> _Data entries_

───

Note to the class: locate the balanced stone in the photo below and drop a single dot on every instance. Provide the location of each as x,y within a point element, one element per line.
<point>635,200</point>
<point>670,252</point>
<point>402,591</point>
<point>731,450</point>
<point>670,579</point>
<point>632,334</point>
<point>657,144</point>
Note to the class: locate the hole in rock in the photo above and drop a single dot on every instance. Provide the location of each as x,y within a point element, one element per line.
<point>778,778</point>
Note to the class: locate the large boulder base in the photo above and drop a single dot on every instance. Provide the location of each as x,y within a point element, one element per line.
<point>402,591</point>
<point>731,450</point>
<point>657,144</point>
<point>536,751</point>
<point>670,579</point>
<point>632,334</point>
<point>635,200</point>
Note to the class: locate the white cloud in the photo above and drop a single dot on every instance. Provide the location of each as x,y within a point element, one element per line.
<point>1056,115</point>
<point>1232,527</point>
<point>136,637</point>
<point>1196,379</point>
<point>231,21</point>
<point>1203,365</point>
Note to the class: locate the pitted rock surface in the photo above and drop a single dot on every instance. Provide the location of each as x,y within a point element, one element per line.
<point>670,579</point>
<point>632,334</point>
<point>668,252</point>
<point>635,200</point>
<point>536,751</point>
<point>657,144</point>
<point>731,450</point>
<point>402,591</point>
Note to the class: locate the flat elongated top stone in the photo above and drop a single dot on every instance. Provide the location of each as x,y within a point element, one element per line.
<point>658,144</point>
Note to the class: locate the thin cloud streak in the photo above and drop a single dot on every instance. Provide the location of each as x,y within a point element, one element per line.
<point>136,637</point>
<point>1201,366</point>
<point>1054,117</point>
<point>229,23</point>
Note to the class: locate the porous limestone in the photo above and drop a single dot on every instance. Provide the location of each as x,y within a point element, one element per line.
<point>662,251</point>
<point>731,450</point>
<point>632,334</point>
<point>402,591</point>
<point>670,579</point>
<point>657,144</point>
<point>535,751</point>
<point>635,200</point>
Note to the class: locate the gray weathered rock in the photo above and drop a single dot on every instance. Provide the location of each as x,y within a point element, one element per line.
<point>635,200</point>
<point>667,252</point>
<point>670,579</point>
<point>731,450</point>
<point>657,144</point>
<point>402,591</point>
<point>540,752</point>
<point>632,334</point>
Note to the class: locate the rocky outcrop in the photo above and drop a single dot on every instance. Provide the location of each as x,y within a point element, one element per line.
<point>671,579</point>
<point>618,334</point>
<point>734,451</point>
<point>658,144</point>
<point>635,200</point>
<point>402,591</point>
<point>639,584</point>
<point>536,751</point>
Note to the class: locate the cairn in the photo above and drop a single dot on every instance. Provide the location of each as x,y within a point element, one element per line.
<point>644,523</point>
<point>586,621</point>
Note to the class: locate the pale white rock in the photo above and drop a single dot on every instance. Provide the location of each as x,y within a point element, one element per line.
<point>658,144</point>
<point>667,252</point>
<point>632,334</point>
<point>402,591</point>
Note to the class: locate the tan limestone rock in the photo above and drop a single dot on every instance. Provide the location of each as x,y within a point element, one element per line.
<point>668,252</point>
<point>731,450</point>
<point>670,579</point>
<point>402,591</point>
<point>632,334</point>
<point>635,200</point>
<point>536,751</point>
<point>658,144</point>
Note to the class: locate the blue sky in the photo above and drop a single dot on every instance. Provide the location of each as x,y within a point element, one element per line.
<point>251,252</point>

───

> _Task to carry out_
You are asked to transcribe all of the data above exactly.

> _Output below_
Note to the class: locate the balanced stone in the photo below and drop a single dot on every instance. Provide the location of each as x,y within a point element, one element per line.
<point>635,200</point>
<point>670,252</point>
<point>402,591</point>
<point>731,450</point>
<point>670,579</point>
<point>632,334</point>
<point>657,144</point>
Note to the class: locate the hole in rock in the photo above and drop a single dot on every instance. Provide the location of each as x,y within a point element, one element per line.
<point>778,778</point>
Note to the class: locate the large boulder base in the photo above and drop a single dot on every instance. Provide the location of each as x,y within a point element, one element per line.
<point>402,591</point>
<point>731,450</point>
<point>657,144</point>
<point>536,751</point>
<point>670,579</point>
<point>632,334</point>
<point>635,200</point>
Note to the class: locate the white cloud in the photo above and drop a single dot on every instance. Provide the location of each as x,y within a point element, one element per line.
<point>1056,115</point>
<point>1232,527</point>
<point>136,637</point>
<point>1196,379</point>
<point>231,21</point>
<point>1203,365</point>
Note to the class: locate the pitted rock surface in the photo above and drop a single dot on every instance. Provide the location of each as x,y within a point element, one element per line.
<point>670,579</point>
<point>632,334</point>
<point>668,252</point>
<point>635,200</point>
<point>536,751</point>
<point>657,144</point>
<point>731,450</point>
<point>402,591</point>
Note to the class: locate the flat elongated top stone in the photo above and drop a single dot on every instance. Provide the location of each as x,y within a point element, one element per line.
<point>658,144</point>
Note to the class: locate the thin cloud streak in the photo above and drop a single dot on every instance. Provide the location of each as x,y within a point element, one element per line.
<point>136,637</point>
<point>1201,366</point>
<point>1054,117</point>
<point>229,23</point>
Note to the class: locate the porous limestone in the photo above and drop a single dot on every instance. Provide the location of each as x,y within a point element, one element per line.
<point>662,251</point>
<point>731,450</point>
<point>632,334</point>
<point>402,591</point>
<point>670,579</point>
<point>657,144</point>
<point>535,751</point>
<point>635,200</point>
Note to the class: locate the gray weathered rock in the photo above and drop a single dot on every instance. Provide the location of each as x,y within a point element, one element per line.
<point>635,200</point>
<point>667,252</point>
<point>670,579</point>
<point>731,450</point>
<point>657,144</point>
<point>402,591</point>
<point>540,752</point>
<point>632,334</point>
Note to the class: locate the rocky outcrop in the photo above and drop a single dot on every instance. Provide the location of each as x,y within a point element, one element per line.
<point>671,579</point>
<point>618,334</point>
<point>734,451</point>
<point>658,144</point>
<point>635,200</point>
<point>402,591</point>
<point>639,584</point>
<point>536,751</point>
Note to the class: locate the cairn in the photo above and drop a single dot on every instance. Provide the location of each as x,y within a point element, one element per line.
<point>644,523</point>
<point>586,621</point>
Note to the class: locate the pale white rock in the photo above and drop a single dot on every instance. Provide the location of each as x,y within a point element, one element per line.
<point>658,144</point>
<point>667,252</point>
<point>632,334</point>
<point>402,591</point>
Note to the class: locate the tan limestone rock in the photo above and drop a single dot on every instance. Provide the location of each as x,y within a point element, one element per line.
<point>668,252</point>
<point>731,450</point>
<point>670,579</point>
<point>402,591</point>
<point>632,334</point>
<point>635,200</point>
<point>536,751</point>
<point>658,144</point>
Note to the class: locate the blue sky in the photo above and drop a single dot on every instance. Provide the location of each as x,y within a point element, one element per line.
<point>251,252</point>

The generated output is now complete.